__DOCUMENT PASSAGE__.

On Fox, Expansion Of Overtime Protections Is “Left-Wing Economic Engineering”

Fox News renewed its attacks against federal overtime protections ahead of a rumored announcement that the Department of Labor will extend guaranteed overtime to qualifying employees earning up to $52,000 annually.  

Throughout the day on June 10, Fox News and Fox Business personalities derided an expected proposal from the Labor Department that would expand guaranteed overtime pay to millions of American workers who currently work uncompensated hours. During a news update on Fox Business' Mornings with Maria Bartiromo, contributor Cheryl Casone said the rule was being called “frankly, a job killer.” On Varney & Co., host Stuart Varney complained that President Obama was attempting to lift wages “by fiat,” and claimed that the overtime rule would harm “the assistant managers of this world, who will no longer become assistant managers.” On Cavuto: Coast to Coast, host Neil Cavuto quoted Rep. Tim Walberg's (R-MI) opposition to overtime protections, adding that “you can't fathom” why the Labor Department would act to expand overtime.

On Fox News' Happening Now, co-host Jon Scott was joined by reporter Kevin Cirilli of The Hill and Weekly Standard editor Daniel Halper to discuss political and economic repercussions of such a regulatory change.  Halper blasted the administration for engaging in supposed “left-wing economic engineering” before concluding that the rule change might “end up hurting the average worker”:

HALPER: You have to give it to  President Obama, he promised to govern with a pen and the phone, and he is. He's coming through. He's going around Congress ... the problem with this left-wing economic engineering is that it might not work, right? It might help some people, but it's probably going to hurt a lot of other people. Why should an employer, for instance, increase the hours of its current employees, give  a lot of overtime, if it will cost them a lot more?

__DATASET RECORDS__.

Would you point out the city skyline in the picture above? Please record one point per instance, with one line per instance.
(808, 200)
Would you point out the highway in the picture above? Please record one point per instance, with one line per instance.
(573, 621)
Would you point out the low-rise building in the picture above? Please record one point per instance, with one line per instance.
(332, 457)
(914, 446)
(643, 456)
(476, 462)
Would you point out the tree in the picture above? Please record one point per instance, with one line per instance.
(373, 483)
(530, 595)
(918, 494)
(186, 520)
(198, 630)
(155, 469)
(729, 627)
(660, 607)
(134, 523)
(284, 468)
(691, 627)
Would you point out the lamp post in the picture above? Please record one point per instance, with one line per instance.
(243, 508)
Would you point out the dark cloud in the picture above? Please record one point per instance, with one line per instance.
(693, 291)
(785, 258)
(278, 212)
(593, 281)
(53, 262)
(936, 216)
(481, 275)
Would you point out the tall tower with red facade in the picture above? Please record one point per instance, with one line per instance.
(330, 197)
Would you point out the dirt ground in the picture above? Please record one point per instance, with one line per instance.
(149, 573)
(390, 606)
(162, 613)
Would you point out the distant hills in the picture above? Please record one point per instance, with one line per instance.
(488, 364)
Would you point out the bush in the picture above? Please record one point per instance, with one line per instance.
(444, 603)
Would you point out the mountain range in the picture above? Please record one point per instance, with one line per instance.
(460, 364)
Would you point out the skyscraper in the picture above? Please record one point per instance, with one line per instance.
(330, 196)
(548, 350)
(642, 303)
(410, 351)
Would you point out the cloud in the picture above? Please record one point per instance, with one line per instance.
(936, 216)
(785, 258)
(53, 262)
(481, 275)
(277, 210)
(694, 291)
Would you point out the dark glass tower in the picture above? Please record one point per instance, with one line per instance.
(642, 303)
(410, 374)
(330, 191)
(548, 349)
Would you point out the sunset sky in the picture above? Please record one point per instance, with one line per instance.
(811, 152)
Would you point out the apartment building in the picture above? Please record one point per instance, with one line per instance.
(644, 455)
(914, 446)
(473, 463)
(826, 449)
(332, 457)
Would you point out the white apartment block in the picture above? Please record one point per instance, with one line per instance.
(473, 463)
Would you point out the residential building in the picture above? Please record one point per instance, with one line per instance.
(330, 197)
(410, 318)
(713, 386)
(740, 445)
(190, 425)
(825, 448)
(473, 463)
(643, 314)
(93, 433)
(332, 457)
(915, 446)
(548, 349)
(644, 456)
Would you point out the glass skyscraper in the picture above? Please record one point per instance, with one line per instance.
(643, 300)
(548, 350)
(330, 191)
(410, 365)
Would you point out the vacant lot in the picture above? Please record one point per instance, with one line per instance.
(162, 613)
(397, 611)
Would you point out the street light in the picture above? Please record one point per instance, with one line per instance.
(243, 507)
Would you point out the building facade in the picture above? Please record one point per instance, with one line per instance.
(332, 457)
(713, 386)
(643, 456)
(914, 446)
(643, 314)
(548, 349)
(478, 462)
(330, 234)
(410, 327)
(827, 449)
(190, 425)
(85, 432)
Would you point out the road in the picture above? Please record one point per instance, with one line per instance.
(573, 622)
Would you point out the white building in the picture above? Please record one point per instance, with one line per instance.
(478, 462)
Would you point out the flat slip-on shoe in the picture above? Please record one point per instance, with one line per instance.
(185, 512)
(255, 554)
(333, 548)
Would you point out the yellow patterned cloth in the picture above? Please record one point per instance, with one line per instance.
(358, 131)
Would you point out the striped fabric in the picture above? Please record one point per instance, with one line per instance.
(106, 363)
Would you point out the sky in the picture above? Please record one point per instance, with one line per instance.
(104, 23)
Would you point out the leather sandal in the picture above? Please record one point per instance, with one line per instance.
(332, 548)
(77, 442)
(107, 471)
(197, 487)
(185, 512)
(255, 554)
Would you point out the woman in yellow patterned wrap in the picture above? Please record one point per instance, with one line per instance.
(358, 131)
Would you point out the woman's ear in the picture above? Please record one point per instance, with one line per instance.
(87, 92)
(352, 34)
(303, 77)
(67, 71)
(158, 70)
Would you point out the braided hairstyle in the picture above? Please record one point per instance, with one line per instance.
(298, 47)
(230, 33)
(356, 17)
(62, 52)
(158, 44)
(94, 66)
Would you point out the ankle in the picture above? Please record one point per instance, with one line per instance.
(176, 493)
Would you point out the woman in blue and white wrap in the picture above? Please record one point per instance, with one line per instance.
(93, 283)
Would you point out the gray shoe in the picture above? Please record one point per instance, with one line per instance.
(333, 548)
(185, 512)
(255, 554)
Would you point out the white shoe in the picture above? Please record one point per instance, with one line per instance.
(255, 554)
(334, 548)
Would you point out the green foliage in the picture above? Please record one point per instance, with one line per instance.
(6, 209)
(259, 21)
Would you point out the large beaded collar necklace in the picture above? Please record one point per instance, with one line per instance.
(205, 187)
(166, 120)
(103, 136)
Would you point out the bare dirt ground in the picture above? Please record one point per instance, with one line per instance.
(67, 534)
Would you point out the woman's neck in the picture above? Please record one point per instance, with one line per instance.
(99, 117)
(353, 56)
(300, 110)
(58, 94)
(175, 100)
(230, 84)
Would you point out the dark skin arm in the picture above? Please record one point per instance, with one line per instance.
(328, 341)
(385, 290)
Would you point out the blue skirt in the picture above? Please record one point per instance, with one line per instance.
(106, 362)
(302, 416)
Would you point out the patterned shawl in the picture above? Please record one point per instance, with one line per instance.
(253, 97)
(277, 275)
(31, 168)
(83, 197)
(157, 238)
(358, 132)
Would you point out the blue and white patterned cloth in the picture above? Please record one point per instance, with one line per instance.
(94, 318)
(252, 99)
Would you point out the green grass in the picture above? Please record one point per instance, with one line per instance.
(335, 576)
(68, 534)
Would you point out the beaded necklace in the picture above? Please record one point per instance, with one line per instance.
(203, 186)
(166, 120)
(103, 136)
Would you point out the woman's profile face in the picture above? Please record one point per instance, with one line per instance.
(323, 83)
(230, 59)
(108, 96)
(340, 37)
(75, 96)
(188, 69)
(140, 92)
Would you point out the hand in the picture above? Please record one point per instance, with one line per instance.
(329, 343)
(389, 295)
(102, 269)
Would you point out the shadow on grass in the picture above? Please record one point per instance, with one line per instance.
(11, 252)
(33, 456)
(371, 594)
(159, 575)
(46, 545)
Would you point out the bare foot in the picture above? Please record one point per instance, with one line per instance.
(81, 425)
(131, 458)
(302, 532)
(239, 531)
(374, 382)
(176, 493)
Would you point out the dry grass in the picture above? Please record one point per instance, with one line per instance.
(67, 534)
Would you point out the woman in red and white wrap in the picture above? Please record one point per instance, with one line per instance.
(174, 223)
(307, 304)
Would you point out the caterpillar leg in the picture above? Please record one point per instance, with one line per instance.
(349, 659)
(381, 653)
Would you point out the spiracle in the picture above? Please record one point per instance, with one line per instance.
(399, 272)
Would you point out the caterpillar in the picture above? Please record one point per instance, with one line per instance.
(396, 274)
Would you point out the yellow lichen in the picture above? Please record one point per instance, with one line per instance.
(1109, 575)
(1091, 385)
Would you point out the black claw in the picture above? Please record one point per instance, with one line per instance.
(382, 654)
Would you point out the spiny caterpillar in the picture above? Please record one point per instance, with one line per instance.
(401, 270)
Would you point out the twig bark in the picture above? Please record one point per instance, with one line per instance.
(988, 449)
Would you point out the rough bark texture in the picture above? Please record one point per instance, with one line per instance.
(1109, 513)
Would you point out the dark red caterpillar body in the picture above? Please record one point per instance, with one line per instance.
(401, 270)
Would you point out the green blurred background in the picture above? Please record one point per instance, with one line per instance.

__CHALLENGES__.
1 - According to the overtime article, up to what annual earnings would the Department of Labor reportedly extend guaranteed overtime?
2 - Return, word for word, the part of the overtime article that begins at the words "Throughout the day" and stops after "to expand overtime.".
3 - Resume the overtime article after its final sentence.
The listing is material separate from the overtime article.

__EXERCISE RESPONSES__.
1 - Up to $52,000 annually.

2 -
Throughout the day on June 10, Fox News and Fox Business personalities derided an expected proposal from the Labor Department that would expand guaranteed overtime pay to millions of American workers who currently work uncompensated hours. During a news update on Fox Business' Mornings with Maria Bartiromo, contributor Cheryl Casone said the rule was being called “frankly, a job killer.” On Varney & Co., host Stuart Varney complained that President Obama was attempting to lift wages “by fiat,” and claimed that the overtime rule would harm “the assistant managers of this world, who will no longer become assistant managers.” On Cavuto: Coast to Coast, host Neil Cavuto quoted Rep. Tim Walberg's (R-MI) opposition to overtime protections, adding that “you can't fathom” why the Labor Department would act to expand overtime.

3 -
The employer, their bottom line, is to worry about their bottom line -- to worry about making money. And if this costs them too much money, well they're just going to find a way around it. And it's going to end up hurting the average worker and laborer. And, it's not going to achieve its stated goal, no matter how noble it may be.

In fact, economists believe expanding overtime protections to include more salaried employees is vital to long-term economic recovery. Under current federal guidelines, salaried employees are only guaranteed overtime pay if they earn up to $23,660 per year. Raising the threshold to $52,000 would expand overtime protections to at least 6.1 million additional American workers, and bring the policy roughly in line with federal standards last witnessed in 1975, according to the Economic Policy Institute. Economist Jared Bernstein of the Center for Budget and Policy Priorities predicted that the rule might actually boost job creation by encouraging employers to hire more part-time help.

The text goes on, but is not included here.